_Assignment_: All of the data should be output character for character, except the pictures.

(Spatial localization data)
● ● ● ● ●
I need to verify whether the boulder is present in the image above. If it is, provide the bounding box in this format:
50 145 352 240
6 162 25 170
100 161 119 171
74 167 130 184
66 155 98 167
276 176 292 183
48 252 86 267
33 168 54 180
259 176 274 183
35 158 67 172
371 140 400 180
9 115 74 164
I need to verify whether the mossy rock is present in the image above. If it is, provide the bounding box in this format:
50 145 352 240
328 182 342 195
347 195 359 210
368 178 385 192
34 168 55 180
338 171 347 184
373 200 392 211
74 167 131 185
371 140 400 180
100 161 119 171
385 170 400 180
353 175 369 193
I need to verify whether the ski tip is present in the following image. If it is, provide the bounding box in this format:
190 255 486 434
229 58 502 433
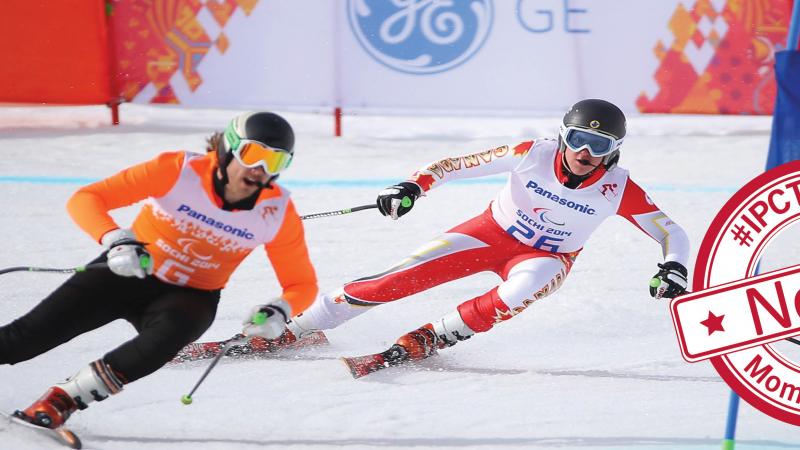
2 410 82 449
340 357 364 379
56 428 82 449
340 354 390 379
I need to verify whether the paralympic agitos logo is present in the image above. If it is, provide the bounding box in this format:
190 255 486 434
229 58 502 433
533 207 565 226
670 161 800 426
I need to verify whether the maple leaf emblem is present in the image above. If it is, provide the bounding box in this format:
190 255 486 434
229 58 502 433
513 141 533 156
411 173 435 191
492 307 517 323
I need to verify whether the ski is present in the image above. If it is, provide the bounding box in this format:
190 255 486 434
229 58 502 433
0 410 82 449
341 344 414 379
169 330 329 364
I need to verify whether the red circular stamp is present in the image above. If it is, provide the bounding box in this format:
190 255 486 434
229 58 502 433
687 160 800 426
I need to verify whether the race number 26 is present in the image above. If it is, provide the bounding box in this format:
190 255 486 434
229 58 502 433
506 220 564 252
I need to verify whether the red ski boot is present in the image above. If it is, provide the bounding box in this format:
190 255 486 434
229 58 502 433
14 386 78 429
341 324 443 378
395 324 443 361
342 312 478 378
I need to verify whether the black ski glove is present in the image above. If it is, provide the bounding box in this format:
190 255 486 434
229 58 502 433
649 261 688 299
377 182 422 220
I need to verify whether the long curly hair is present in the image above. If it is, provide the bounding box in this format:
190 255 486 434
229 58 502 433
206 132 226 167
206 132 223 155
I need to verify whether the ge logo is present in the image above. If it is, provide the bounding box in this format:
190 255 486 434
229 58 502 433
347 0 493 75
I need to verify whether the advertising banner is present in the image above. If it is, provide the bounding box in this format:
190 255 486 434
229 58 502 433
111 0 792 115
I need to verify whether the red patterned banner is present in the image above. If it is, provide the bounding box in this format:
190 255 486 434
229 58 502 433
637 0 793 114
110 0 258 104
● ● ● ● ●
_Finished task_:
I need to verify whether the boulder is present in the image above. If it is, provide the bounding box in this format:
50 145 352 240
6 162 25 170
100 161 119 171
74 167 130 184
66 155 98 167
276 176 292 183
48 252 86 267
33 168 54 180
259 176 274 183
35 158 67 172
371 140 400 180
9 115 74 164
I need to verify whether the mossy rock is present in the image above. If it is, provide the bounding box in this format:
50 145 352 240
328 182 342 195
347 195 359 210
368 178 385 192
34 168 55 180
338 171 347 184
373 200 392 211
74 167 131 185
371 140 400 180
100 161 119 171
385 170 400 180
353 175 369 193
I need to verify whether the ski tip is present in the following image. If it is, provide the bounding box in this format:
190 255 486 434
229 58 502 433
2 410 82 449
340 357 364 379
56 428 82 449
340 354 390 379
I need to verify whether the paralympic agitos logo is present in the image above. If it is, provide the bounding box in this format:
190 255 486 434
229 58 502 433
533 207 565 226
670 161 800 426
I need to verify whether the maple leaf emblem is present in the image above. If it is, provide the bounding box in this format:
190 255 486 434
229 58 502 433
513 141 533 156
411 173 435 191
492 307 517 323
I need to verify whether the ski is present in the image above. If it is, provide the bounding box in this format:
190 255 486 434
229 58 502 433
0 410 82 449
341 344 414 379
169 330 329 364
I need to verify whether the red circular stamp is present in the image above. If it is, provide the bounding box in this format:
190 255 486 434
229 58 502 433
687 160 800 426
I need to verify whether the race number 26 is present in the image above. If it is, provide the bounding box in this format:
190 255 486 434
229 58 502 433
506 220 564 252
I need to verify whether the red ski boot is present in the image above. If it is, provide the bounding box in this format:
190 255 486 434
229 58 502 433
14 386 78 429
341 324 443 378
395 324 443 361
342 312 478 378
I need to verify whether the black ski glove is present in the image above. If it is, provide the bounding box in this format:
190 255 486 434
229 58 502 433
649 261 688 299
377 182 422 220
I need to verify whether the long curly hair is present in the image above. If it is, provide the bounding box in this format:
190 255 486 434
229 58 502 433
206 132 226 167
206 132 223 155
I need to verify whether the ge logo is present in the image above. If it is, provide the bounding box in this format:
190 255 486 434
229 58 502 433
347 0 493 75
I need to verify whether the advertising banner is present in the image above. If it is, provide the bounding box in this format:
190 255 486 434
229 58 502 433
111 0 792 115
I need to verify whether the red patterned banner is present in the image above. If it is, provide the bounding box in this format:
190 255 486 434
229 58 502 433
637 0 793 114
110 0 258 104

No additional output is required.